[Location identification entries]
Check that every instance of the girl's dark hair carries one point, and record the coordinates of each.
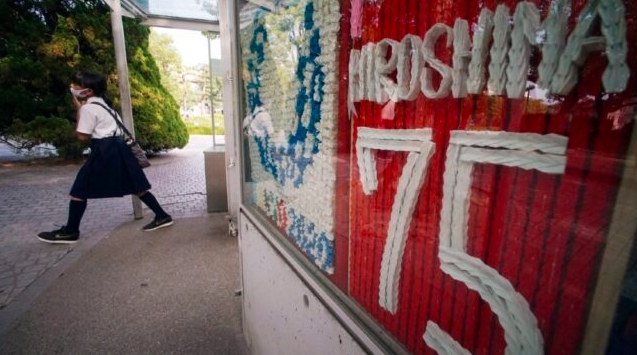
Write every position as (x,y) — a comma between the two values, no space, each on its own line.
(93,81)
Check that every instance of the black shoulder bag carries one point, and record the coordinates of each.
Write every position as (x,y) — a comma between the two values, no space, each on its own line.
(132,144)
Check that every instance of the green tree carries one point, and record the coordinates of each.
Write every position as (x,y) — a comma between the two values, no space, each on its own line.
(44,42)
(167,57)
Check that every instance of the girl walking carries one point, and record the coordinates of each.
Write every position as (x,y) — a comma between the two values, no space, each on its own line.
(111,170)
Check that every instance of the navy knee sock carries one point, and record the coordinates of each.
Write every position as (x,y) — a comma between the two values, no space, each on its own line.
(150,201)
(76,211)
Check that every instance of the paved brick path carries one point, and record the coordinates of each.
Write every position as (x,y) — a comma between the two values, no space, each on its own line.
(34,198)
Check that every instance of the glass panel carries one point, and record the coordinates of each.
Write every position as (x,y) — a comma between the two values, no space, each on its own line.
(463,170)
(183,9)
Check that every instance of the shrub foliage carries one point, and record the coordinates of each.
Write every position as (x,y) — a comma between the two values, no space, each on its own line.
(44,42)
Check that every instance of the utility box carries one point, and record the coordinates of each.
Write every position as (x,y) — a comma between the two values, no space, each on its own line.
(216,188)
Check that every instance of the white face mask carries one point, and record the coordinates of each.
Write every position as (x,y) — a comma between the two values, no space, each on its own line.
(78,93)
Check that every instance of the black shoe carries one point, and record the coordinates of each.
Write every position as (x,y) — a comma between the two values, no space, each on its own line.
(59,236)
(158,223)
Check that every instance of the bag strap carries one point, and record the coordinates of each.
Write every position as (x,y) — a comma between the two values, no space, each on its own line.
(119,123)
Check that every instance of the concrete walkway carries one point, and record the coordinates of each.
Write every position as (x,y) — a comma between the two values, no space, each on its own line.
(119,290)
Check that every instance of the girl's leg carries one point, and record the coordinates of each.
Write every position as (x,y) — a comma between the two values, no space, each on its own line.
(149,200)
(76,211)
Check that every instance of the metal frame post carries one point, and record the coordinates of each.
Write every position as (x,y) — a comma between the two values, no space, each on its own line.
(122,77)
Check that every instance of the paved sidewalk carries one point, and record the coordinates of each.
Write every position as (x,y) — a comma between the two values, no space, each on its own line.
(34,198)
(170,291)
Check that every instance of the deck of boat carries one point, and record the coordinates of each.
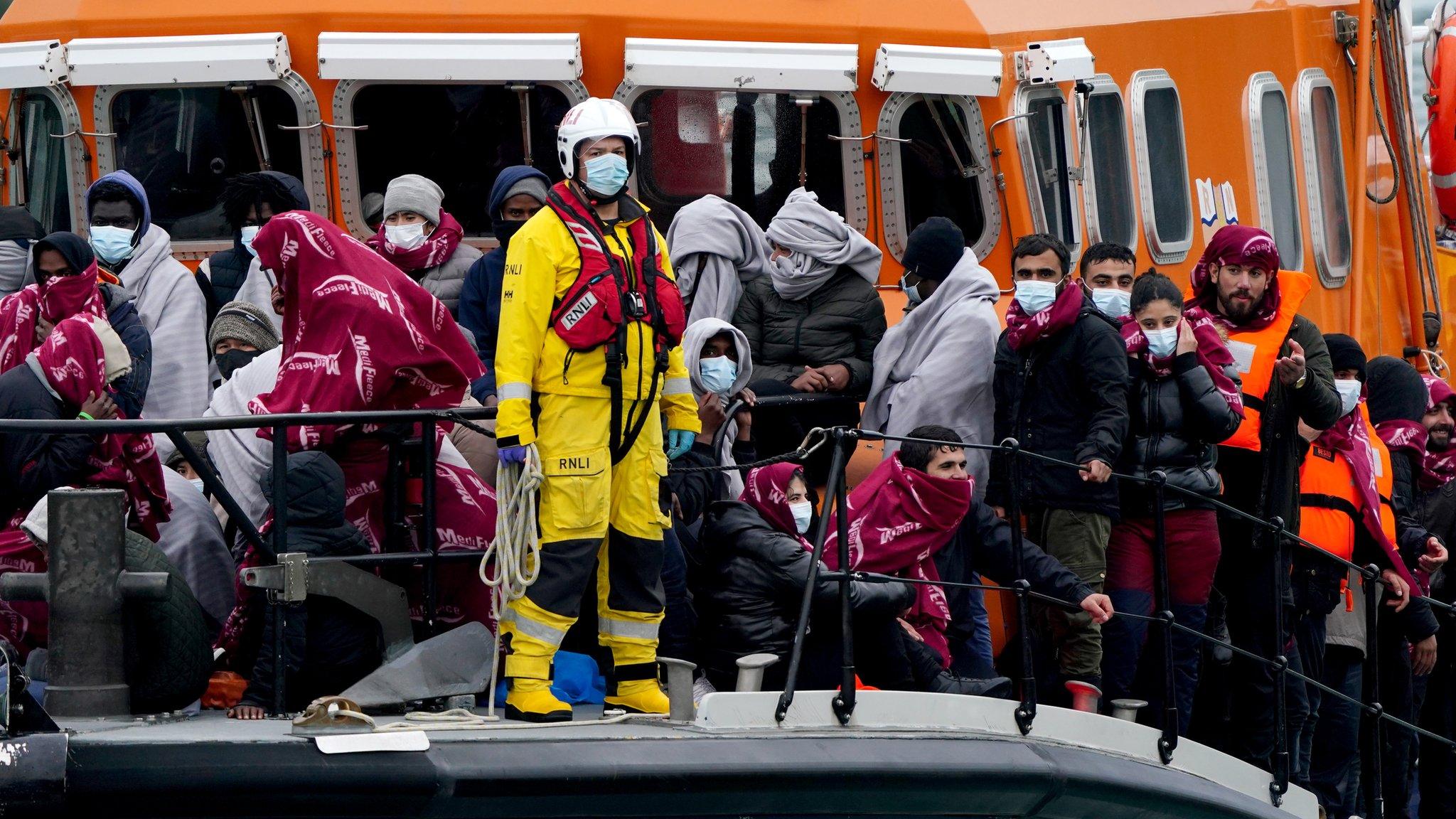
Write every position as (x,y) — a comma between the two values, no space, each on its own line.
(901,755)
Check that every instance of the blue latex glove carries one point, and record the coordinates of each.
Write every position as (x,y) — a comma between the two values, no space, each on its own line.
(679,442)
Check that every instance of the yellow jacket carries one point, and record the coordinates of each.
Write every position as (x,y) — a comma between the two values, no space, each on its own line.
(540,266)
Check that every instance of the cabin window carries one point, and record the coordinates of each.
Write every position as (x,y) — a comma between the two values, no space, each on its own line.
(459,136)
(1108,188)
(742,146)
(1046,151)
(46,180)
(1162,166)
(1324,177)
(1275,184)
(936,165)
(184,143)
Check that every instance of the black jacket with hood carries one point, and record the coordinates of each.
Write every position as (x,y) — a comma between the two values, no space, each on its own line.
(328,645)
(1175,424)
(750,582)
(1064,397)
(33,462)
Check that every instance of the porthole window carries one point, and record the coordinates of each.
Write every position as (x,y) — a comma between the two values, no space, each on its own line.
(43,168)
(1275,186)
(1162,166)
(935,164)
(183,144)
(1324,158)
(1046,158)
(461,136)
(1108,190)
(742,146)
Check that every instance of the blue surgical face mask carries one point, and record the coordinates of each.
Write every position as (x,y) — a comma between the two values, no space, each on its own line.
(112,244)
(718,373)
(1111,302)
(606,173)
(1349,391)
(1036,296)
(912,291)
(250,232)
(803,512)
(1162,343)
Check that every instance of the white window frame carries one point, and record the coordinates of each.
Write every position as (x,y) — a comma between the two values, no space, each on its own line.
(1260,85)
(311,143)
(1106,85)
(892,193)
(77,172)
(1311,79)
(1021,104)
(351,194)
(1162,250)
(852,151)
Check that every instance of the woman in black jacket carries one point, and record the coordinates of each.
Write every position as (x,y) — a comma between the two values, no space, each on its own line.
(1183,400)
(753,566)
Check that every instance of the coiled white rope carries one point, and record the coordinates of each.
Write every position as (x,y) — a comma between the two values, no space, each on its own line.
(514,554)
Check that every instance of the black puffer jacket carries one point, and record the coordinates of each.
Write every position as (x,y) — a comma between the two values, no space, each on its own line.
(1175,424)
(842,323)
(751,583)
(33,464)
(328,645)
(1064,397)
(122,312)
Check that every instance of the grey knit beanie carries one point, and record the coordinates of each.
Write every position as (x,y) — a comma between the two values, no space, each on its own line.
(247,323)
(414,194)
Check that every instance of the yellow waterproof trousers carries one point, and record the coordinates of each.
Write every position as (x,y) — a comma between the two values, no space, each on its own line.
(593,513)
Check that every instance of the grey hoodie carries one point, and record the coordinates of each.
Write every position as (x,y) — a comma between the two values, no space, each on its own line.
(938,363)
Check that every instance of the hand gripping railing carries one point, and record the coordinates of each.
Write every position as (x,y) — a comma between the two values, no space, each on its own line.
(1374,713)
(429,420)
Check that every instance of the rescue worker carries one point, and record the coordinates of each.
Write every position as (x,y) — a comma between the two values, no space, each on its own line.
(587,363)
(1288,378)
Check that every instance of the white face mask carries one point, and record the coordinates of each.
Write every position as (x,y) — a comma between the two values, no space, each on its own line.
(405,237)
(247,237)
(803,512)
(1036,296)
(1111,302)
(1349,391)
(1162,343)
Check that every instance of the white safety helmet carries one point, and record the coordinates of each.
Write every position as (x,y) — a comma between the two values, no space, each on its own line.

■ TASK DETAILS ■
Please copy the lines starting at the one containing "Check that every instance of the rescue" and ending with the last line, swapping "white face mask" for "surgical mask" and leaving everything else as it is.

■ ANSWER IN FULL ■
Check that every instance of the rescue worker carries one point, and record the coordinates of each.
Write every position as (x,y) — a comma between the two values, no space, each on its own line.
(587,363)
(1288,378)
Check that every instance of the surgical mask carries one point, and record the coordinates of each.
Write every position as (x,y) — a comma between the two values, no space, each on its own line.
(405,237)
(247,237)
(803,512)
(1036,296)
(1111,302)
(1349,391)
(1162,343)
Check that every instance of the white safety helmet carries one point, and record the coordinates of each.
Write every position as (x,y) — a comma between the two values, no space, each on its own line.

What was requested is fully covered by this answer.